CONSIGNA A »
Transcribe íntegro el texto sobre las energías fósiles y el consumo, sin ningún cambio.

TEXTO PARA LEER »
________________
Las energías fósiles proporciona energía de forma más rápida y estable. Esto provocó en su momento la aceleración de los cambios tecnológicos, y como consecuencia los cambios sociales, a una velocidad superior a las necesidades reales. Por eso, a mi juicio, se impuso el capitalismo mercantil, para dar movilidad a los excesos de producción. Esta dinámica nos ha llevado a una situación en la que producimos –a velocidad siempre creciente– no para satisfacer necesidades sino para satisfacer consumo que, a su vez, es fomentado no como satisfacción de necesidades, al menos del individuo, sino del mercado. (“Hay que consumir”, grita alguna vez en público Zapatero, intentando reactivar la economía nacional, al comienzo de la crisis de 2008). Es obvio que actualmente no se produce para satisfacer necesidades, sino para movilizar el mercado. Se crea primero el producto y luego se fomenta la necesidad de su consumo, (los teléfonos móviles son un magnífico ejemplo). Este modo de obrar dispersa el esfuerzo que debería estar encaminado hacia un verdadero progreso (que faltaría por definir, en realidad, porque, ¿a qué estamos llamando progreso?) y a la satisfacción de las verdaderas necesidades (el hambre en el mundo, por ejemplo, la mejora de las condiciones sociales del planeta), que actualmente ocupan un lugar secundario, si no residual, de asistencia, en los objetivos de la producción, siendo el principal el mero consumo y la sustentabilidad del sistema de mercado (cuyo desmoronamiento es considerado apocalíptico).
________________
EXTRACTO DE DATOS »
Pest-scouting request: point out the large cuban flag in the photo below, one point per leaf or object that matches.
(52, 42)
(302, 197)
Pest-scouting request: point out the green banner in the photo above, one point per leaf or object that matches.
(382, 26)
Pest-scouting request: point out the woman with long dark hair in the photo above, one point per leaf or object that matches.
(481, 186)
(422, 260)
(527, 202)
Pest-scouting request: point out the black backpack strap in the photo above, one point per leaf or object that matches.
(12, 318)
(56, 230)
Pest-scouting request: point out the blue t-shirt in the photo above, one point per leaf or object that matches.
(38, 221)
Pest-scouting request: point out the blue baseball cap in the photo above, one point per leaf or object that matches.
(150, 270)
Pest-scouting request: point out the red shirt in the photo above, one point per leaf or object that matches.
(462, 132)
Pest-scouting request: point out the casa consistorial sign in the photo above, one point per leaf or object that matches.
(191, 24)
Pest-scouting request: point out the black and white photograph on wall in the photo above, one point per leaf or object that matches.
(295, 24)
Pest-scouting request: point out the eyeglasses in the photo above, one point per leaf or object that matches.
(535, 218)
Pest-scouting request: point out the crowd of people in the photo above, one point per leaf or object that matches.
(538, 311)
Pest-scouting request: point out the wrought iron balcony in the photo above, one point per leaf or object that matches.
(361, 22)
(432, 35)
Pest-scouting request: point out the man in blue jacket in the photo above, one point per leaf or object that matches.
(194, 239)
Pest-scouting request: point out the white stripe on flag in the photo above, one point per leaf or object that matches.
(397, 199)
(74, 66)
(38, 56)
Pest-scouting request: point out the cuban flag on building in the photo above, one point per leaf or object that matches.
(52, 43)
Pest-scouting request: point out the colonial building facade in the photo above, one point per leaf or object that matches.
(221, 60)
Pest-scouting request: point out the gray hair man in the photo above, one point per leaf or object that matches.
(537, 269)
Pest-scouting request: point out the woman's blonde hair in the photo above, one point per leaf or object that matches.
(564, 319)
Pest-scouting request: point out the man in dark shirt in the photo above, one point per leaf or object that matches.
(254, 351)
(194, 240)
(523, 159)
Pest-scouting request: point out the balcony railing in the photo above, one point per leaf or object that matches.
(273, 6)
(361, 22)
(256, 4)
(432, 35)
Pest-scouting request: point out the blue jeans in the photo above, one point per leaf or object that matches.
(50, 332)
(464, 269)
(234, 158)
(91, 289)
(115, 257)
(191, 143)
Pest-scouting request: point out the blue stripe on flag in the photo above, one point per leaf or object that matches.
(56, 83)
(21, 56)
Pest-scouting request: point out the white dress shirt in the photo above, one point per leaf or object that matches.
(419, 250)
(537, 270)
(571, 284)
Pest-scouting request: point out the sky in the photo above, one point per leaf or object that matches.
________________
CONSIGNA B »
Reescribe las entradas desde la línea que contiene "Pest-scouting request: point out the blue stripe" hasta el final de las entradas, esa línea incluida. Sustituye "point out" por "mark" y deja todo lo demás igual.

SALIDA COMPLETA A »
Las energías fósiles proporciona energía de forma más rápida y estable. Esto provocó en su momento la aceleración de los cambios tecnológicos, y como consecuencia los cambios sociales, a una velocidad superior a las necesidades reales. Por eso, a mi juicio, se impuso el capitalismo mercantil, para dar movilidad a los excesos de producción. Esta dinámica nos ha llevado a una situación en la que producimos –a velocidad siempre creciente– no para satisfacer necesidades sino para satisfacer consumo que, a su vez, es fomentado no como satisfacción de necesidades, al menos del individuo, sino del mercado. (“Hay que consumir”, grita alguna vez en público Zapatero, intentando reactivar la economía nacional, al comienzo de la crisis de 2008). Es obvio que actualmente no se produce para satisfacer necesidades, sino para movilizar el mercado. Se crea primero el producto y luego se fomenta la necesidad de su consumo, (los teléfonos móviles son un magnífico ejemplo). Este modo de obrar dispersa el esfuerzo que debería estar encaminado hacia un verdadero progreso (que faltaría por definir, en realidad, porque, ¿a qué estamos llamando progreso?) y a la satisfacción de las verdaderas necesidades (el hambre en el mundo, por ejemplo, la mejora de las condiciones sociales del planeta), que actualmente ocupan un lugar secundario, si no residual, de asistencia, en los objetivos de la producción, siendo el principal el mero consumo y la sustentabilidad del sistema de mercado (cuyo desmoronamiento es considerado apocalíptico).

SALIDA COMPLETA B »
Pest-scouting request: mark the blue stripe on flag in the photo above, one point per leaf or object that matches.
(56, 83)
(21, 56)
Pest-scouting request: mark the white dress shirt in the photo above, one point per leaf or object that matches.
(419, 250)
(537, 270)
(571, 284)
Pest-scouting request: mark the sky in the photo above, one point per leaf or object that matches.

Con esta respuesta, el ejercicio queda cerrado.